▸ **Provided records**
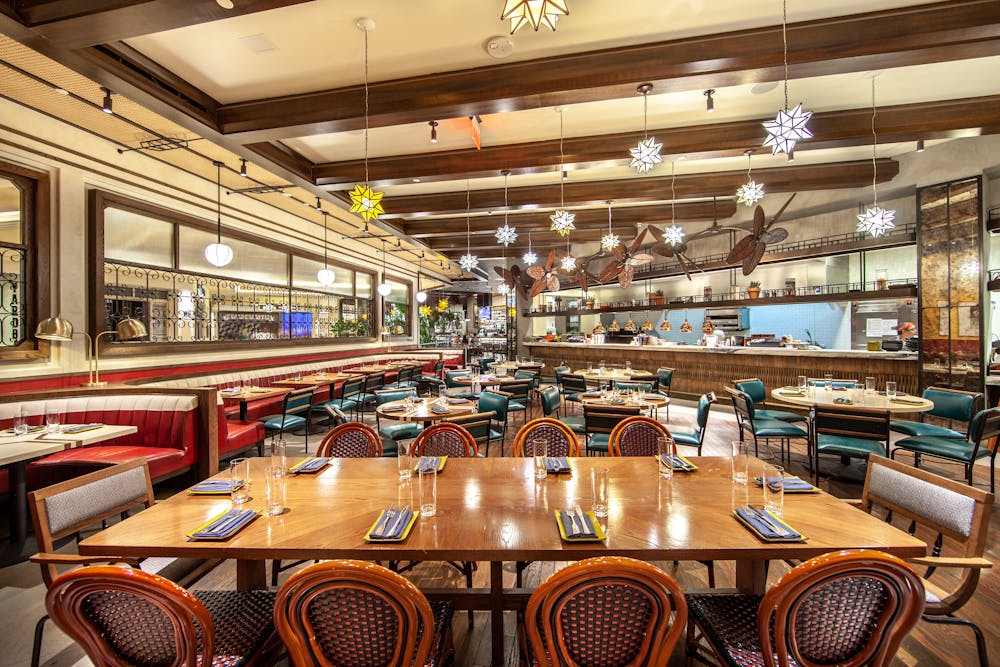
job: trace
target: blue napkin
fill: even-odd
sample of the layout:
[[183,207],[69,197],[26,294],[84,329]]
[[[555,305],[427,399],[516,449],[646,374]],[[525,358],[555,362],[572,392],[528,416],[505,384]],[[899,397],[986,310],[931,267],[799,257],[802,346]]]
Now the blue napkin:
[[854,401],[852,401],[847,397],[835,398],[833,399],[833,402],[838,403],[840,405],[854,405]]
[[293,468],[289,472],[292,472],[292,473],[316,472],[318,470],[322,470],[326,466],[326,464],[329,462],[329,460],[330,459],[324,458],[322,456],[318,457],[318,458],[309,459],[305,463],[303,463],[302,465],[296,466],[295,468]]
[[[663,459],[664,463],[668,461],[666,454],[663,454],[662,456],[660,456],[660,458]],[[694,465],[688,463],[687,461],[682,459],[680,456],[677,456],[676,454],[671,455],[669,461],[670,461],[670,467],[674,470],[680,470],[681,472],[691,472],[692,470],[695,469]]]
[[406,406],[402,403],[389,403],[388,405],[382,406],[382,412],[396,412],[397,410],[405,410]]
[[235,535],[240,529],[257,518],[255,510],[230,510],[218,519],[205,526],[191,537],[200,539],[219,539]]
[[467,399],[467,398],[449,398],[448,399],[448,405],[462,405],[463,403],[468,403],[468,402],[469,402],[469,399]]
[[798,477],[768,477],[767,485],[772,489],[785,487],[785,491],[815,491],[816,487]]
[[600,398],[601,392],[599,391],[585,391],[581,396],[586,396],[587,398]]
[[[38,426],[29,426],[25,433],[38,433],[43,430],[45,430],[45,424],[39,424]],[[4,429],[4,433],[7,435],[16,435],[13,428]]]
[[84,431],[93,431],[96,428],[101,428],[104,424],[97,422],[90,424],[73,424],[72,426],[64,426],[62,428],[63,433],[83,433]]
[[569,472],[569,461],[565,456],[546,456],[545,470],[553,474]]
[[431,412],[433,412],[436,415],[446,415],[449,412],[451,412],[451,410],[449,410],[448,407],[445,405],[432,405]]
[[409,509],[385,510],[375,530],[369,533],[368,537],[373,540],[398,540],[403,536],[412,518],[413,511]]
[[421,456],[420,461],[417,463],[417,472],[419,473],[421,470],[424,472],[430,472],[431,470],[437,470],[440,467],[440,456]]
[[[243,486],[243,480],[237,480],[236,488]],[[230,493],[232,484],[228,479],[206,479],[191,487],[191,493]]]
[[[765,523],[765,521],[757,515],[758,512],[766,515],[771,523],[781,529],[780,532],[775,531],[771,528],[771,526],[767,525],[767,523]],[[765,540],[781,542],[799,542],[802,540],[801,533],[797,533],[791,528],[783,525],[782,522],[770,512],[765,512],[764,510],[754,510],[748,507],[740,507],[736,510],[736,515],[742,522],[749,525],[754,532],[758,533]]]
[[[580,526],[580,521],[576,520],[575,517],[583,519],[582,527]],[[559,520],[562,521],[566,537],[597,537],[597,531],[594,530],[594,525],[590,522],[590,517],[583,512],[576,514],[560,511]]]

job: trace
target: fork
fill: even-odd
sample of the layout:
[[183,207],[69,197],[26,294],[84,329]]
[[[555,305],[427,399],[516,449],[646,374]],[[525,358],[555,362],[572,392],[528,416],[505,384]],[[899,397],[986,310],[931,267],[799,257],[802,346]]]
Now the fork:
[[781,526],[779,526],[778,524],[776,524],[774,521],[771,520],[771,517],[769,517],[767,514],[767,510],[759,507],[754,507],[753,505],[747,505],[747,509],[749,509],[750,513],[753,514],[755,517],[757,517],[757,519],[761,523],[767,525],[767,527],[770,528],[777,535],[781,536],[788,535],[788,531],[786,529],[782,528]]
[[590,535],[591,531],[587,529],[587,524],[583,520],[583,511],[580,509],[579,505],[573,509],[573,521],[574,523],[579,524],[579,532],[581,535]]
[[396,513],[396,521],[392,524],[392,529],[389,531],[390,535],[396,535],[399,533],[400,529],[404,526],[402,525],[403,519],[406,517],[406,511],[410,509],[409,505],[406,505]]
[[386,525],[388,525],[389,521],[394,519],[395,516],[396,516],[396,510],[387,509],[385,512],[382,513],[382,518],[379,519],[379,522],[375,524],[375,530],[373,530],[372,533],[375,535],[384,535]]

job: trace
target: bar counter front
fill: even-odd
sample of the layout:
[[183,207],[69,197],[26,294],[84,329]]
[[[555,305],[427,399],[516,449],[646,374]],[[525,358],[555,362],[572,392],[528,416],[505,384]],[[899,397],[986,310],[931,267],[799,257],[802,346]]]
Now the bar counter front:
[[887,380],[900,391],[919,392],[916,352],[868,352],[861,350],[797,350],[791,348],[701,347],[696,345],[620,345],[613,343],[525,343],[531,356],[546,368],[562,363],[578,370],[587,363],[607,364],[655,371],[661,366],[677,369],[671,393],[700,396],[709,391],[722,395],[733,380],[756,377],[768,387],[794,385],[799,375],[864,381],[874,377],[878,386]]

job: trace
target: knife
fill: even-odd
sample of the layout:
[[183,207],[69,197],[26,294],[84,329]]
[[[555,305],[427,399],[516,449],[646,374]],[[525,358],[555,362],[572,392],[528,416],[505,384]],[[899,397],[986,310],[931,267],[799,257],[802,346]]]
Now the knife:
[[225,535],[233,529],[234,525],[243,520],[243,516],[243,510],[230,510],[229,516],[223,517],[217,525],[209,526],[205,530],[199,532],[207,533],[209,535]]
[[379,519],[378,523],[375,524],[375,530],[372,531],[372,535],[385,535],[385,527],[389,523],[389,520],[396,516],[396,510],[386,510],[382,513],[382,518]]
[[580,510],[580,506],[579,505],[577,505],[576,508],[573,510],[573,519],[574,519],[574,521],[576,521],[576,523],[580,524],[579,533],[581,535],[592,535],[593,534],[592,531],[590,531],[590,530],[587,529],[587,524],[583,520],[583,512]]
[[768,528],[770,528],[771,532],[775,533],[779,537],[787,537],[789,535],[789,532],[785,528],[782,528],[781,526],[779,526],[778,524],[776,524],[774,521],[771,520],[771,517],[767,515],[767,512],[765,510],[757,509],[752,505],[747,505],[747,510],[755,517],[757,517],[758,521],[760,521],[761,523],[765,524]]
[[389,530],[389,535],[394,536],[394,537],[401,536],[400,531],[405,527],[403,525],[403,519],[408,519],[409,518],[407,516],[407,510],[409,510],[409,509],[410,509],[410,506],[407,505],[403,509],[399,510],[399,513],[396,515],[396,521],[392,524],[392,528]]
---
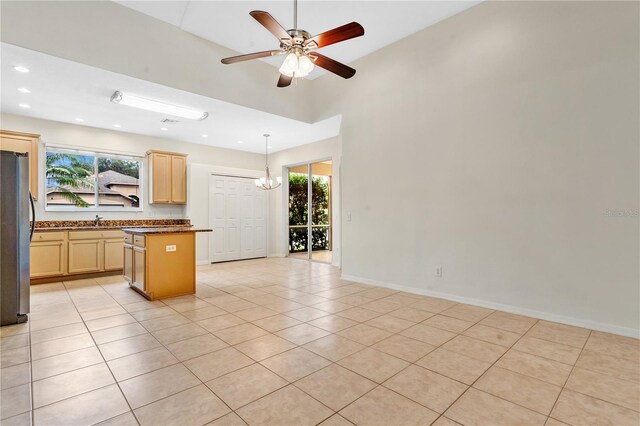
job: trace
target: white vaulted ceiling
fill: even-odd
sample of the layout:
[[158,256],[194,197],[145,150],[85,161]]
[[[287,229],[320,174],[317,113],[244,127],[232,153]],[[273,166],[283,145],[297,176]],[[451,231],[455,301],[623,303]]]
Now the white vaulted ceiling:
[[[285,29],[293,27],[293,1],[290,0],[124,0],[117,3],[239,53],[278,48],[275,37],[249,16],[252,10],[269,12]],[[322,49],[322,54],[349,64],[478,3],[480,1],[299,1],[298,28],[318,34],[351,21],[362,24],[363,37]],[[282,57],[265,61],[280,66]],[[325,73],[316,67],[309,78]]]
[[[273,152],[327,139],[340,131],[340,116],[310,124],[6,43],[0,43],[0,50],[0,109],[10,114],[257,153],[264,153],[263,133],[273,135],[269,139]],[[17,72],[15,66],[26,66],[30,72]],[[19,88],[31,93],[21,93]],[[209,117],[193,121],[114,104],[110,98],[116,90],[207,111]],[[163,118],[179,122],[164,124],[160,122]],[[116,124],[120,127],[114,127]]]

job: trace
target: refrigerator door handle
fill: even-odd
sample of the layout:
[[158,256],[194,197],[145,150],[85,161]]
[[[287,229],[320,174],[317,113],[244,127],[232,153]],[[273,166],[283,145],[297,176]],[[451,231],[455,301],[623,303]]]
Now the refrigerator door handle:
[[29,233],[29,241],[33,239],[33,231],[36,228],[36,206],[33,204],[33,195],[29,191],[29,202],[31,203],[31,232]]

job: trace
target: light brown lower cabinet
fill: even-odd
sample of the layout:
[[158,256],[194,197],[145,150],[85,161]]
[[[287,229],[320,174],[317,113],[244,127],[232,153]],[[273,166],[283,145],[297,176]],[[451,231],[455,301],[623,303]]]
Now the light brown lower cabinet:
==
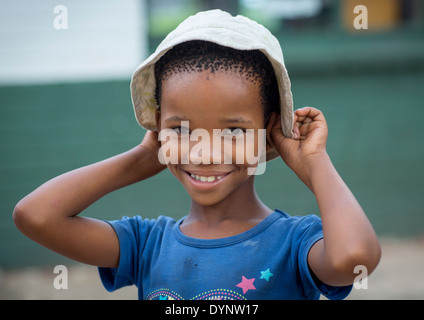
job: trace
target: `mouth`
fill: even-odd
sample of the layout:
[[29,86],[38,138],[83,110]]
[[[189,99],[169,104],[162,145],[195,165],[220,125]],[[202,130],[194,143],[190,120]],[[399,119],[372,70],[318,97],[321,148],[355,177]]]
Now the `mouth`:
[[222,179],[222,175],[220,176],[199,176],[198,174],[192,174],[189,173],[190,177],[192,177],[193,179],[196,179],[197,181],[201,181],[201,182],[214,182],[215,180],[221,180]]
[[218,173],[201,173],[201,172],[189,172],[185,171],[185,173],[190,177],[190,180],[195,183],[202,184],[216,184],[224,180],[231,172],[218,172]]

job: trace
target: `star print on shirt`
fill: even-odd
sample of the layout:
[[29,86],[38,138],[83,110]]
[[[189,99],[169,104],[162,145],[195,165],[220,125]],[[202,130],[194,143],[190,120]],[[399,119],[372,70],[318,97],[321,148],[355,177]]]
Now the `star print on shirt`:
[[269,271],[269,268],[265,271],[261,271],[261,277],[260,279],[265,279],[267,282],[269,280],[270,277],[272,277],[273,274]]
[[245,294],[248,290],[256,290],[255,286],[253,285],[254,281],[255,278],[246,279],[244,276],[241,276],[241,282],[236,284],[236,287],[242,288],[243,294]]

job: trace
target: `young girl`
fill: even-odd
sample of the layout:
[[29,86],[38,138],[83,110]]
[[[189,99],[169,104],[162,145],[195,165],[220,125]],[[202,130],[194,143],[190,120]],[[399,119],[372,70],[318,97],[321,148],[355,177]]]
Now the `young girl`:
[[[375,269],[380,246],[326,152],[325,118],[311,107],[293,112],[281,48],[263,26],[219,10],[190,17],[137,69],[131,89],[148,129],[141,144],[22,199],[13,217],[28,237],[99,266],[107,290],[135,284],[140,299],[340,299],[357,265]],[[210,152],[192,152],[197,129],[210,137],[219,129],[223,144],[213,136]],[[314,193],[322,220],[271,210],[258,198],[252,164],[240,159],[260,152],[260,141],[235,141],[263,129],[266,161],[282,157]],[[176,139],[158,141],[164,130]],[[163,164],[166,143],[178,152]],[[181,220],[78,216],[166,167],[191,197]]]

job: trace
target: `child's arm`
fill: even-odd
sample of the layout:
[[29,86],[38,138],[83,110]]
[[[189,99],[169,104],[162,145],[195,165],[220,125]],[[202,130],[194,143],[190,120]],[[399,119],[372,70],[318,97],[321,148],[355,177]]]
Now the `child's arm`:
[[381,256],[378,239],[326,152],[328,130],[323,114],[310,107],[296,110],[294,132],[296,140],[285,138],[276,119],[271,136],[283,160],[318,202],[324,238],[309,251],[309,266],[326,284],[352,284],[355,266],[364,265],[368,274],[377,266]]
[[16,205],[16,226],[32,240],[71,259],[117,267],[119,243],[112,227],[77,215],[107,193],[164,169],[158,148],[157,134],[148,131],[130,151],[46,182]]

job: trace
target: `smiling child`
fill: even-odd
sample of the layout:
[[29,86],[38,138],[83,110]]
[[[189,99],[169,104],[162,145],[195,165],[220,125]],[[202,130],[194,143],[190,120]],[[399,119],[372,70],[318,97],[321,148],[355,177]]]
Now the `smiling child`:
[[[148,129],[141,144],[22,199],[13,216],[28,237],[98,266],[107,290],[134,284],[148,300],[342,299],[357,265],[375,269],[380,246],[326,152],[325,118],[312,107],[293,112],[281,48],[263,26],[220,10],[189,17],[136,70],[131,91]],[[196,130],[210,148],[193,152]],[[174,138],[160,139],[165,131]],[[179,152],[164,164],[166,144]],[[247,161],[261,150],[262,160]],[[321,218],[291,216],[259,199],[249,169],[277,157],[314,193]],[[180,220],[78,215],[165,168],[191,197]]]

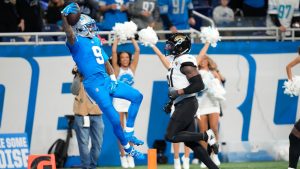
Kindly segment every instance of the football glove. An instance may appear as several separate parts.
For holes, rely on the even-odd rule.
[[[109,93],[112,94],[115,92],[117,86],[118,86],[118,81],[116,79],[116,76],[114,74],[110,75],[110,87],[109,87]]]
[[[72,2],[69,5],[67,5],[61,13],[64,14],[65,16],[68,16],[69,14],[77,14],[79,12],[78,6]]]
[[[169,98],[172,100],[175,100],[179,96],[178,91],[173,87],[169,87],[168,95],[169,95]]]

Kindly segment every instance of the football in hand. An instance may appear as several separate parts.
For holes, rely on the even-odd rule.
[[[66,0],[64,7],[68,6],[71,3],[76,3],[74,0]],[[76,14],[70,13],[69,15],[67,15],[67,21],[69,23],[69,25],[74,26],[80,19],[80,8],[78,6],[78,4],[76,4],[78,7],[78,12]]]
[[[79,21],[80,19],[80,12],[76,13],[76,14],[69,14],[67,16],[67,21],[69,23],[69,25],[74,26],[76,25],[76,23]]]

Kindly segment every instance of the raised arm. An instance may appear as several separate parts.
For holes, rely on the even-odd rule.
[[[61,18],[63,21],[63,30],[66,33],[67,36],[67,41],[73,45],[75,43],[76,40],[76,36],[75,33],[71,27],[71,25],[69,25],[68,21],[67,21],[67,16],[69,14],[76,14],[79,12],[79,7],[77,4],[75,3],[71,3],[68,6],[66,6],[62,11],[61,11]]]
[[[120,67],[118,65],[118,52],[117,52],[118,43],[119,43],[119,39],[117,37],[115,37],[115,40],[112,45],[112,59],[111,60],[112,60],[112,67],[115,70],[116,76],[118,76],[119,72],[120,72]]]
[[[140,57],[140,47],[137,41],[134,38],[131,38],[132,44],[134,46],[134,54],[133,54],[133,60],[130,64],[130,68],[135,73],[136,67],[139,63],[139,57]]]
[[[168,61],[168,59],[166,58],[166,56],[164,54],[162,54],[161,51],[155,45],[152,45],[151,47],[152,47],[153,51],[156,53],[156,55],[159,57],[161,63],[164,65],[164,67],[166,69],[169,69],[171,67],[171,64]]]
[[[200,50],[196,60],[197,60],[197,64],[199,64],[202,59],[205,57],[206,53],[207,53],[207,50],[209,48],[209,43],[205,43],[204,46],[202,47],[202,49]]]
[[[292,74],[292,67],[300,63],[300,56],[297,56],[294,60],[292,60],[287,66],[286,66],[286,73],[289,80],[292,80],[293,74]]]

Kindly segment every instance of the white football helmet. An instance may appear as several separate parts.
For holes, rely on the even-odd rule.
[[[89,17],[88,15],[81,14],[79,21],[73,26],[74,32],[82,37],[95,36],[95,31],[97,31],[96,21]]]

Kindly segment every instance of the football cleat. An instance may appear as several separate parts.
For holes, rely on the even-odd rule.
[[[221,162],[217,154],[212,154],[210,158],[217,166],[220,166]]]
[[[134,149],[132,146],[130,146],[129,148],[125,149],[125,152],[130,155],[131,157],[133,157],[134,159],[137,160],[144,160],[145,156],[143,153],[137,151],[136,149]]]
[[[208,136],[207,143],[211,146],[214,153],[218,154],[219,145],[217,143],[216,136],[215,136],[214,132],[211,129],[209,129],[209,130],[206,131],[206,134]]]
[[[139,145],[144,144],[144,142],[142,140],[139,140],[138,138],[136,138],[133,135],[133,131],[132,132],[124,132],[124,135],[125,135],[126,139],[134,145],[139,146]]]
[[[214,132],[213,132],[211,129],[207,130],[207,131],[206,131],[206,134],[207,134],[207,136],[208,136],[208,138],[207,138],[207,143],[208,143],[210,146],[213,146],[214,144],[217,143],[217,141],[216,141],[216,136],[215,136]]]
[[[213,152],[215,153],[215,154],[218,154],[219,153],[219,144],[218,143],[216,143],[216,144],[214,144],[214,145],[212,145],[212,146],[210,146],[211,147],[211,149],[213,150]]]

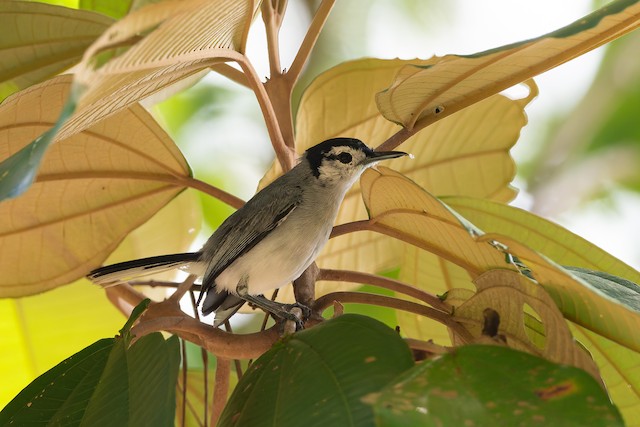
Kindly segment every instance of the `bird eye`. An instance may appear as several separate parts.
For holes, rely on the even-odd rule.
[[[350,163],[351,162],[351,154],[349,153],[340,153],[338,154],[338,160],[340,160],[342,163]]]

▸ **Exercise**
Take every line from the data that includes the word "target".

▸ **Answer section**
target: blue napkin
target: fork
target: bar counter front
target: knife
target: white vaulted ceiling
target: refrigerator door handle
target: light brown lower cabinet
target: `mouth`
target: `star print on shirt`
target: `young girl`
target: `child's arm`
target: `smiling child`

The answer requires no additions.